▸ Goal
Continue the text about the woman who left her husband in the UK to return to Ghana, picking up after its final sentence.

It can result in something good or bad, depending on the quality of the decision, that is, the factors that were taken into account in the decision making.
The problem with a bad decision is that, in some instances, there is no opportunity to correct the result even though you have regretted the decision, which resulted in the unpleasant outcome.
This is what a friend of mine refers to as having regretted an unregretable regret. After church last Sunday, I was watching a programme on TV and a young lady was sharing with the host, how a bad decision she took, had affected her life immensely and adversely.
She narrated how she met a Caucasian and she got married to him. The white man arranged for her to join him after the marriage and processes were initiated for her to join her husband in UK. It took a while for the requisite documentation to be procured and during this period, she took a decision that has haunted her till date.
According to her narration, she met a man, a Ghanaian, who she started dating, even though she was a married woman.
After a while her documents were ready and so she left to join her husband abroad without breaking off the unholy relationship with the man from Ghana.
After she got to UK, this man from Ghana, kept pressuring her to leave the white man and return to him in Ghana. The white man at some point became a bit suspicious and asked about who she has been talking on the phone with for long spells, and she lied to him that it was her cousin.
Then comes the shocker. After the man from Ghana had sweet talked her continuously for a while, she decided to leave her husband and return to Ghana after only three weeks abroad.
She said, she asked the guy to swear to her that he would take care of both her and her mother and the guy swore to take good care of her and her mother as well as rent a 3-bedroom flat for her. She then took the decision to leave her husband and return to Ghana.
She told her mum that she was returning to Ghana to marry the guy in Ghana. According to her, her mother vigorously disagreed with her decision and wept.

▸ Data extract
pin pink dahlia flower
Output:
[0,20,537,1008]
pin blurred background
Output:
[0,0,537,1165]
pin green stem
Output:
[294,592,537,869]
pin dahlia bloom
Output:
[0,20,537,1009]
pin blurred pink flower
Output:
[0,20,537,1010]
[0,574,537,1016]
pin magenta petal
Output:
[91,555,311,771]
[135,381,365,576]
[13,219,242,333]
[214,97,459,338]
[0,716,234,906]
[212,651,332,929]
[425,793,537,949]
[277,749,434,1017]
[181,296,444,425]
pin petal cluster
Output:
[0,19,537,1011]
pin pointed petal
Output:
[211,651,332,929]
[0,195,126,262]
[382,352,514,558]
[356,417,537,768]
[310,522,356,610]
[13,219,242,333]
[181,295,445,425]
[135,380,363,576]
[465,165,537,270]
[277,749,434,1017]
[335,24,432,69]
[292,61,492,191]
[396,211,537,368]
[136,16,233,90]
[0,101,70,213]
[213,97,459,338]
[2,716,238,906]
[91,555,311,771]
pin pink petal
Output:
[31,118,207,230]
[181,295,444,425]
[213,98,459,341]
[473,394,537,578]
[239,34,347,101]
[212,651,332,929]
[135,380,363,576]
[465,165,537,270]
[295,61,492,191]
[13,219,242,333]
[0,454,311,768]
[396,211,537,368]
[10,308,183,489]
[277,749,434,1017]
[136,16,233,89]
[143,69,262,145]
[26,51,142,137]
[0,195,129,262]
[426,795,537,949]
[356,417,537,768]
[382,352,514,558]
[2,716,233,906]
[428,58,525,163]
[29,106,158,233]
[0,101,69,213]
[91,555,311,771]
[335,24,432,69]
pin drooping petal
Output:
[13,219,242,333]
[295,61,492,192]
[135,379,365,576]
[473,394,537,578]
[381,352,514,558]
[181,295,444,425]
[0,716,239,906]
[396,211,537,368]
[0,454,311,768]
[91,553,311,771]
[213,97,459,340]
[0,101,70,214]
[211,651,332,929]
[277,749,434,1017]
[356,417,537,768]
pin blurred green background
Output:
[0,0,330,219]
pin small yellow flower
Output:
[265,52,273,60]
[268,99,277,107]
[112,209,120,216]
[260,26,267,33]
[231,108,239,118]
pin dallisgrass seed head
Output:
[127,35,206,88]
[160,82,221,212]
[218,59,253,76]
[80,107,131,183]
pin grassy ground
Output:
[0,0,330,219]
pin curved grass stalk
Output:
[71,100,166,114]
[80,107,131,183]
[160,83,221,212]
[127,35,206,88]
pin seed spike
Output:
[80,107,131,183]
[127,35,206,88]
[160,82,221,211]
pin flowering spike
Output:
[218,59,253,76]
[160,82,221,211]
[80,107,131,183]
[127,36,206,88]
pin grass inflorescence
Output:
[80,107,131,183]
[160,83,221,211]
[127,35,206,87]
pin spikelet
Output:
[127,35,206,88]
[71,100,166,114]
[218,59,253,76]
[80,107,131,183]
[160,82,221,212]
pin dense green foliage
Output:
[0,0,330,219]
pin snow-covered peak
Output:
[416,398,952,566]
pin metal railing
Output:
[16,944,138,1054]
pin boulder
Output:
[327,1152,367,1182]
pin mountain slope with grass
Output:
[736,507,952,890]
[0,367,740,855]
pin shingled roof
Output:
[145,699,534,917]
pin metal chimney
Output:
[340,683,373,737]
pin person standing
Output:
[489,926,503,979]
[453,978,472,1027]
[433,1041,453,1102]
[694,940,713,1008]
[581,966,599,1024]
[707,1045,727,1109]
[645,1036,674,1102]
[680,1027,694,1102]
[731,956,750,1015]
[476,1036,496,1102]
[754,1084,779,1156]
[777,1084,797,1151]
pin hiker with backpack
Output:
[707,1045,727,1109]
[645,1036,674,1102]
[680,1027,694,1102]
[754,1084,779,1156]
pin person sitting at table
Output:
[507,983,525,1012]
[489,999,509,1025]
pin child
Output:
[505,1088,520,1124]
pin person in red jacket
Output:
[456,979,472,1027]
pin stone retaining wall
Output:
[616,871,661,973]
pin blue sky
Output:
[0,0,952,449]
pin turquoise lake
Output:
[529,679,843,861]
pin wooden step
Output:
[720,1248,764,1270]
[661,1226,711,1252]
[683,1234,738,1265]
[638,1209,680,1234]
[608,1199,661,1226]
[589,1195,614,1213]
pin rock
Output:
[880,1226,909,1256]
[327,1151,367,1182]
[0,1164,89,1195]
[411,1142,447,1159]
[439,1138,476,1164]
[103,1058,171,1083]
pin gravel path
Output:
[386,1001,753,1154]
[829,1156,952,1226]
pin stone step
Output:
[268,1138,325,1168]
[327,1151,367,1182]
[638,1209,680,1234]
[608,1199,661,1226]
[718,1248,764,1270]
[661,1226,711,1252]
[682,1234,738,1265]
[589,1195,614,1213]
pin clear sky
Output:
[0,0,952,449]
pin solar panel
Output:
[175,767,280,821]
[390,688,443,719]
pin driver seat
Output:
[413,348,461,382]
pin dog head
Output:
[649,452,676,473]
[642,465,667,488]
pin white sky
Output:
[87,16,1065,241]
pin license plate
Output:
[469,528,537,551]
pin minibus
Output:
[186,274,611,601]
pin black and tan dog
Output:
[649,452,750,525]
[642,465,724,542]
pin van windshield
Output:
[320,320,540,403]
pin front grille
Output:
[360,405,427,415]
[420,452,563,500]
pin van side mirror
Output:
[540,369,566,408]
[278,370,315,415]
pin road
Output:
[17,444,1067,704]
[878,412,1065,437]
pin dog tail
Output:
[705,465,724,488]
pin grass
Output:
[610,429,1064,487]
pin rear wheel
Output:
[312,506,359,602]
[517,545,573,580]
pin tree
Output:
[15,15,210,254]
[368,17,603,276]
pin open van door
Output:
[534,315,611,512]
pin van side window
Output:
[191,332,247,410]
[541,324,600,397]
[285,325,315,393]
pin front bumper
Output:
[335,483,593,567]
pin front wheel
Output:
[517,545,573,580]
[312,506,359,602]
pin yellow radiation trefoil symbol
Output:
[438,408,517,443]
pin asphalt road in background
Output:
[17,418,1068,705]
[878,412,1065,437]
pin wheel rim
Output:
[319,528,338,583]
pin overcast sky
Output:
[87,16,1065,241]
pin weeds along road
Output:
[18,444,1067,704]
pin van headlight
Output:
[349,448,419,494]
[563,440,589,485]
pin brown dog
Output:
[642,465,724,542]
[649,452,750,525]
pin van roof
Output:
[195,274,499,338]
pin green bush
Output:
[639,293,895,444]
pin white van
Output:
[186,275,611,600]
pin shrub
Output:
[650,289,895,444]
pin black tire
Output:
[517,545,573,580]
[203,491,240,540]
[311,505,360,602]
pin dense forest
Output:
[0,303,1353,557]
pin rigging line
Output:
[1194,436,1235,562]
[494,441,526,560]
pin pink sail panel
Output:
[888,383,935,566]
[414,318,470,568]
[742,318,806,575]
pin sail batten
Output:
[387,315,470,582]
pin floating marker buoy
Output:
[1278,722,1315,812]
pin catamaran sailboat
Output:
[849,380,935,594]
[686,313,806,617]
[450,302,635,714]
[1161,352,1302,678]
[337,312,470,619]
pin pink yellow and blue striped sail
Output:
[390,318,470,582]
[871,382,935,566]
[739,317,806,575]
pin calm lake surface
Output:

▸ The answer
She further added that her mum told her brother and they told her that they were going to tell her husband about her intentions.
According to her, she threatened that if they called her husband to inform him, then she would commit suicide, an idea given to her by the boyfriend in Ghana.
Her mum and brother afraid of what she might do, agreed not to tell her husband. She then told her husband that she was returning to Ghana to attend her Grandmother’s funeral.
The husband could not understand why she wanted to go back to Ghana after only three weeks stay so she had to lie that in their tradition, grandchildren are required to be present when the grandmother dies and is to be buried.
She returned to Ghana; the flat turns into a chamber and hall accommodation, the promise to take care of her mother does not materialise and generally she ends up furnishing the accommodation herself. All the promises given her by her boyfriend, turned out to be just mere words.
A phone the husband gave her, she left behind in UK out of guilty conscience knowing she was never coming back to UK.
Through that phone and social media, the husband found out about his boyfriend and that was the end of her marriage.
Meanwhile, things have gone awry here in Ghana and she had regretted and at a point in her narration, was trying desperately to hold back tears. Decisions indeed have consequences.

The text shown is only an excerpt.